Racial and gender-based disparities in college-going rates disappear when students receive similar levels of academic preparation in high school, according to a new study by the Brookings Institution. The findings highlight a potential path forward for college leaders who are eager for solutions to their enrollment problems.

Over all, Black students typically enroll in college at lower rates than Asian, white, and Hispanic students. But Black students enroll at higher rates than all of those groups when they receive the same level of academic preparation, with Hispanic students second highest.

Socioeconomic status is also a major factor influencing the likelihood that students will go to college. According to the analysis, though, socioeconomic status isn’t the primary driver; academic preparation is.

Although college-enrollment gaps for students in different socioeconomic brackets are alleviated when they receive the same level of academic preparation, wide disparities still exist.

The analysis also looked at gender disparities; it’s been well documented that women are more likely than men to go to college. Among students with similar levels of academic preparation, men and women enrolled in college at similar rates.

The study comes from Brookings’s Center on Children and Families , which analyzed data from the High School Longitudinal Survey of 2009 , a survey of over 23,000 students who were in ninth grade that year. Students were surveyed several times during high school and early adulthood, and took a standardized math exam in their expected ninth- and 11th-grade years.

The survey records were linked to data from high-school transcripts and college enrollment records, as well as surveys completed by the students’ parents or guardians, school administrators, counselors, and teachers, according to the report.

Sarah Reber , a senior fellow at the Brookings Institution and one of the authors of the report, said that the report’s findings show that closing gaps in academic preparation during high school is key to making progress on college-enrollment disparities.

“Public discussions about inequality in access to college often center around admissions and cost,” Reber wrote in the report. “While these issues are important, our findings suggest that policy makers should also pay careful attention to disparities in academic preparation earlier in students’ educational careers, which are important determinants of college enrollment.”

For students from different economic backgrounds, improving academic preparation is a key way to tackle college-enrollment gaps, Reber said, as is reducing the cost of attendance and making the admissions process less confusing.
###
■ List of tasks ■
A) Quote the article on college-enrollment gaps from "The survey records" up to and including "to the report.".
B) Render this sentence from the article on college-enrollment gaps in Spanish: "Among students with similar levels of academic preparation, men and women enrolled in college at similar rates."
The entries come from a source other than the article on college-enrollment gaps.

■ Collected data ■
###
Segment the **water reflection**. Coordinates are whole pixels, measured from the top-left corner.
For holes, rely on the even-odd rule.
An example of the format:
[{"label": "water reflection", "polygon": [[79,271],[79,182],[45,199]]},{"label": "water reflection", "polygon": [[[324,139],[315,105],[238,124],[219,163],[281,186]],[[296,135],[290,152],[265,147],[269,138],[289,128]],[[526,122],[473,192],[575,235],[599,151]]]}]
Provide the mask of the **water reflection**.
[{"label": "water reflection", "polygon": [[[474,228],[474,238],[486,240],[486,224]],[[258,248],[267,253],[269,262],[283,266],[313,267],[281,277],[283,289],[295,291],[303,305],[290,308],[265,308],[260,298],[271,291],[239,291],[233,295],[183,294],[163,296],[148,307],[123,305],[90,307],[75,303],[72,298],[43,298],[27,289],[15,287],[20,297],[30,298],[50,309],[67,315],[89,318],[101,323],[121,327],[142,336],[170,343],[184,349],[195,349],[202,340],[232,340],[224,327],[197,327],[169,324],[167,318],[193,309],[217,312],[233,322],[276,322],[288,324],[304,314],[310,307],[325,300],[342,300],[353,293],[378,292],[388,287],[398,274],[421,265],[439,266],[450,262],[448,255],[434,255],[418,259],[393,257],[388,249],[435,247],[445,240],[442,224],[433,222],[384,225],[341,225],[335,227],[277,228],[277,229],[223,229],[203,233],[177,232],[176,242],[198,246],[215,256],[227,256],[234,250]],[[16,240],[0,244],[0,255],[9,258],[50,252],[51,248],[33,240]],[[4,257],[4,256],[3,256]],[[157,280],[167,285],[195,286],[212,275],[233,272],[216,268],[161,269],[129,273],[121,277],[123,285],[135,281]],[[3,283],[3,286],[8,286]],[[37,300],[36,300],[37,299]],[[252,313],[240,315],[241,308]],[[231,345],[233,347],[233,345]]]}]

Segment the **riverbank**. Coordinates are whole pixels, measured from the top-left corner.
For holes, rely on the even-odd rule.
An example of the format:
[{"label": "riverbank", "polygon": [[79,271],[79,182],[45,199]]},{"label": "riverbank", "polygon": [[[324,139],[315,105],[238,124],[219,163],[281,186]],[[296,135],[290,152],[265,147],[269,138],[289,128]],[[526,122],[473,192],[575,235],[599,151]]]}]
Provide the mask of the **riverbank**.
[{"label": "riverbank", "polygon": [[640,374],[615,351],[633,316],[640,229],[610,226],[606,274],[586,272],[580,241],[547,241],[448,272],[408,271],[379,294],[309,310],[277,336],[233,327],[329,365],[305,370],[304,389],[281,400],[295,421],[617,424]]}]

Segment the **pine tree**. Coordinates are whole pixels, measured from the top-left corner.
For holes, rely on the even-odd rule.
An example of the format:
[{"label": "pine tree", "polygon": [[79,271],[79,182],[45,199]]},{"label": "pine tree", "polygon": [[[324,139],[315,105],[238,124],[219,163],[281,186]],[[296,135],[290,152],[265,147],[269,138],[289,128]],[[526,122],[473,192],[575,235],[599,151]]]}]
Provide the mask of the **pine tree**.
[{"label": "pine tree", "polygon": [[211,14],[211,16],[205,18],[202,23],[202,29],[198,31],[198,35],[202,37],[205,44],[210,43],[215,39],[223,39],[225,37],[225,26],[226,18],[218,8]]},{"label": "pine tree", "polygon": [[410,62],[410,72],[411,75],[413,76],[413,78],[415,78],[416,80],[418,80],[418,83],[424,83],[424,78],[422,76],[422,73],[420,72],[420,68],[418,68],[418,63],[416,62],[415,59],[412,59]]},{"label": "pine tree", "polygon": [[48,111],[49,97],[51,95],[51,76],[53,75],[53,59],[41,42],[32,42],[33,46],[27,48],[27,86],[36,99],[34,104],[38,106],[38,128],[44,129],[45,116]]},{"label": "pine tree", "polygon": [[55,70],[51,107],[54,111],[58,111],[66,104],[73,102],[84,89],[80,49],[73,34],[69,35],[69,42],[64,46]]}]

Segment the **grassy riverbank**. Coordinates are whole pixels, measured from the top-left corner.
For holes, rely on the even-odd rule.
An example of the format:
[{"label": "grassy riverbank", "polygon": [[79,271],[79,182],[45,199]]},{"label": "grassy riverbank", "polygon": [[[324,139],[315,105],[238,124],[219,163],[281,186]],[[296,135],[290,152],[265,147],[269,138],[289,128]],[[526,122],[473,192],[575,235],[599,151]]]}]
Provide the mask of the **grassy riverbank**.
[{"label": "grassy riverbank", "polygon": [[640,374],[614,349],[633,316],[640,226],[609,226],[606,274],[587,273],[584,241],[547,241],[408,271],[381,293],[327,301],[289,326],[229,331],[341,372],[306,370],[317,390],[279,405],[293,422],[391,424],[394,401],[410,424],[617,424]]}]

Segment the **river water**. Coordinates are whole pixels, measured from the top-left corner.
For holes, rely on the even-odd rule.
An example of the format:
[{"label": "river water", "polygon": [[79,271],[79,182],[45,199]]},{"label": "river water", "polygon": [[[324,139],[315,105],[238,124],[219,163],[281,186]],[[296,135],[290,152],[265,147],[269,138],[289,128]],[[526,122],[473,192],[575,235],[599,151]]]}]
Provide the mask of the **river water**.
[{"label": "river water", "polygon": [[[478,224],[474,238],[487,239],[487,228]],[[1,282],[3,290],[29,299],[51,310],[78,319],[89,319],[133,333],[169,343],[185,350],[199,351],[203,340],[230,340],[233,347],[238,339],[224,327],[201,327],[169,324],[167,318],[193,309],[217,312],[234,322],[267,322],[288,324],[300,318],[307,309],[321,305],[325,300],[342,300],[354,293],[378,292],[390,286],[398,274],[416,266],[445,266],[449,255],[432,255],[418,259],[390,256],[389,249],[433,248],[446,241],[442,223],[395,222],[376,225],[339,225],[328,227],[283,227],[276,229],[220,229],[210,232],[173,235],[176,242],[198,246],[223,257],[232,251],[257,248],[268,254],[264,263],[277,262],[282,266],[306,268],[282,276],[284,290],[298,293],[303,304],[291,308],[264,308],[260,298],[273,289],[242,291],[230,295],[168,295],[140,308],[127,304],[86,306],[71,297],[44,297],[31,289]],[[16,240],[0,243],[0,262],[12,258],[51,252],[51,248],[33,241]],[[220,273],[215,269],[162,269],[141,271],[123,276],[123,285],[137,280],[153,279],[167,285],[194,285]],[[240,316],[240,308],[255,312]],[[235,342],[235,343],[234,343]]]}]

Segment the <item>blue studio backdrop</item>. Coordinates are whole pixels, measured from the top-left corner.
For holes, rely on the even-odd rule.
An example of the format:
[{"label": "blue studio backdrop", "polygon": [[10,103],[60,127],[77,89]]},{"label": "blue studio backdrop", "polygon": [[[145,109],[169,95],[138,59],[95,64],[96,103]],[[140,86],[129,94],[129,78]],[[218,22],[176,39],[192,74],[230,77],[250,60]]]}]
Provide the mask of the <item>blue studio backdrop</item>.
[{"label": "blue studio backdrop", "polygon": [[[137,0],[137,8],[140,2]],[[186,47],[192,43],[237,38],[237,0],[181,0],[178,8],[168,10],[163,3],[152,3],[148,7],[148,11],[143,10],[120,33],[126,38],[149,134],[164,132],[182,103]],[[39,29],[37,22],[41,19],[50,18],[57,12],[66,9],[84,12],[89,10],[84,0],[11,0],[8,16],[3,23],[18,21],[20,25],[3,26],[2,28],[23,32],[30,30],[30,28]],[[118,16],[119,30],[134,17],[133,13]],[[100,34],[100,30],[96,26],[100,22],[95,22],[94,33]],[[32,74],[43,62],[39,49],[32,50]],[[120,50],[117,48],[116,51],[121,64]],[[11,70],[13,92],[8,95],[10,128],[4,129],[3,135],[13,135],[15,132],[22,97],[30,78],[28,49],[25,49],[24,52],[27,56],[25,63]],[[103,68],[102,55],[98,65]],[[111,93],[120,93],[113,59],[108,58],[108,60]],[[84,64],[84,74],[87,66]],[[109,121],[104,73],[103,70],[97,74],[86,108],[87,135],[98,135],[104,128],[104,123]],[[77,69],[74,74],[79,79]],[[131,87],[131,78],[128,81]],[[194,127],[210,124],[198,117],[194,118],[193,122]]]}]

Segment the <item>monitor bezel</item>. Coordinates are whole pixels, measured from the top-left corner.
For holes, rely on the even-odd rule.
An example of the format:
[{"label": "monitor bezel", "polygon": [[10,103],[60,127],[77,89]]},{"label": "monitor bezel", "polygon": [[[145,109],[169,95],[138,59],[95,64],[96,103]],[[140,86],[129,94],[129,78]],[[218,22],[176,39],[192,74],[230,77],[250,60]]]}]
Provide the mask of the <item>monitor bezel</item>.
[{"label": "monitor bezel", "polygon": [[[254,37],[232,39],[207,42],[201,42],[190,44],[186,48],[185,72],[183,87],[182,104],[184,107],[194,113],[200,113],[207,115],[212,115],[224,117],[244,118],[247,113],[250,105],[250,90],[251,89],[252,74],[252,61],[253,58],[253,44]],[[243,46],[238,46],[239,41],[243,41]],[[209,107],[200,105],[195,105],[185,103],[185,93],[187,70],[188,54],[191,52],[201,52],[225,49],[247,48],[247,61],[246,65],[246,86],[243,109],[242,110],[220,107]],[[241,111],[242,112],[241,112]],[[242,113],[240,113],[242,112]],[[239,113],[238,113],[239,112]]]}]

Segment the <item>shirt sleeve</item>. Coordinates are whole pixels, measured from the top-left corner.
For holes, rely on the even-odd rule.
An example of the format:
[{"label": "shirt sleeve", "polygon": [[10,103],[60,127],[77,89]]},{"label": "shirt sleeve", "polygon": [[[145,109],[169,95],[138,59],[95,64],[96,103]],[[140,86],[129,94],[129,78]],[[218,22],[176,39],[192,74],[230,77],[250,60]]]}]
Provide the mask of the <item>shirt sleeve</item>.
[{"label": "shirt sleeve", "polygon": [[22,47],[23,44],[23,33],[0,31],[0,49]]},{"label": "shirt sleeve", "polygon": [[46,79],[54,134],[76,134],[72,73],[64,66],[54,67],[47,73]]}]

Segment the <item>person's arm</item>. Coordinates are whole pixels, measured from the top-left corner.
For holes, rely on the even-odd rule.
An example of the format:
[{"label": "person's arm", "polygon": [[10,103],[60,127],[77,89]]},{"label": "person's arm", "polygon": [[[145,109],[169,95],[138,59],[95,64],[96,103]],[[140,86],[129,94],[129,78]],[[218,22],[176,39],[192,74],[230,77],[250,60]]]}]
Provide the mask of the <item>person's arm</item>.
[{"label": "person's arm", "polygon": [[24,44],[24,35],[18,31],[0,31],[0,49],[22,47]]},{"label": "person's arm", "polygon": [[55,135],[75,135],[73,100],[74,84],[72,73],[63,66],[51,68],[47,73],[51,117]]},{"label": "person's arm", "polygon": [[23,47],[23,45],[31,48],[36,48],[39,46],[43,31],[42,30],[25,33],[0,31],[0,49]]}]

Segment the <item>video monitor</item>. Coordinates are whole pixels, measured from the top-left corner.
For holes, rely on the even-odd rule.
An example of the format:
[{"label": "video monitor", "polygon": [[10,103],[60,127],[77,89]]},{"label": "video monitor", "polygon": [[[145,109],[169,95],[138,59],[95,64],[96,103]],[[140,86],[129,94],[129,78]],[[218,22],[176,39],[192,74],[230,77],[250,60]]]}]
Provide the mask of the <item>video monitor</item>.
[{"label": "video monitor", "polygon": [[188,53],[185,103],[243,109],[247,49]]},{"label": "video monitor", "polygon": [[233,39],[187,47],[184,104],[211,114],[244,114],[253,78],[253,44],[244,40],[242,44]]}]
###
■ Answers given ■
A)
The survey records were linked to data from high-school transcripts and college enrollment records, as well as surveys completed by the students’ parents or guardians, school administrators, counselors, and teachers, according to the report.

B) Entre los estudiantes con niveles similares de preparación académica, los hombres y las mujeres se matricularon en la universidad en proporciones similares.